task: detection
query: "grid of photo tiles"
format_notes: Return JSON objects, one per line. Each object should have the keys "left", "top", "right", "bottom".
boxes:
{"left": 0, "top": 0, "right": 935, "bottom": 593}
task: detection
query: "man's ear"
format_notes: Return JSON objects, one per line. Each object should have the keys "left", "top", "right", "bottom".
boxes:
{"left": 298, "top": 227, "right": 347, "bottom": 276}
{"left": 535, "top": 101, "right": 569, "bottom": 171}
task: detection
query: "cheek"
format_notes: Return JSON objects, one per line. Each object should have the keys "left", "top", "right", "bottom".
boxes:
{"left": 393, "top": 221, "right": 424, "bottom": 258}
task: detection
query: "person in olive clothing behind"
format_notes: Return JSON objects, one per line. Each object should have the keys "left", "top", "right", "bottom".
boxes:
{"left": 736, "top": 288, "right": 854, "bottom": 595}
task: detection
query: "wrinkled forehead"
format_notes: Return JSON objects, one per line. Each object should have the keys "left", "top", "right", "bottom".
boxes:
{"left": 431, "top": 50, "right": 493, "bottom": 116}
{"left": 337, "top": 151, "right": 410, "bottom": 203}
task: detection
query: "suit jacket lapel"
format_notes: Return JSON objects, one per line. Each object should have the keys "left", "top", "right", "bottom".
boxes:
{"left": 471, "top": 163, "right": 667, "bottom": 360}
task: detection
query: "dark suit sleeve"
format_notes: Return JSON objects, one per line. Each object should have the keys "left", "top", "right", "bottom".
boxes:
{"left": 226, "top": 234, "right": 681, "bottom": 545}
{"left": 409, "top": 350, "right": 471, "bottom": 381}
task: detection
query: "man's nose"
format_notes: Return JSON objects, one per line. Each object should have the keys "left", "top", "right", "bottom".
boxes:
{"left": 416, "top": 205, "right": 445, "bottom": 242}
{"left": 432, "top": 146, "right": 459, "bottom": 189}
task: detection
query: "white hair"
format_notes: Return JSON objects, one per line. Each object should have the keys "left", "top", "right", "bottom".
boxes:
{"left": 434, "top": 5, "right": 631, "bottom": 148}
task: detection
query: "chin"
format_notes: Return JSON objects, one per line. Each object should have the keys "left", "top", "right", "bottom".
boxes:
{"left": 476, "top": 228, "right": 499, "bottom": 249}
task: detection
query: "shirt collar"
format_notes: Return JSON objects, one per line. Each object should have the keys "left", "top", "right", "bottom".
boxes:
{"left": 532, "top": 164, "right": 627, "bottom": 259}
══════════════════════════════
Aim of the exercise =
Based on the entries above, please state how many lines include "query", leaving out everything else.

Task answer =
11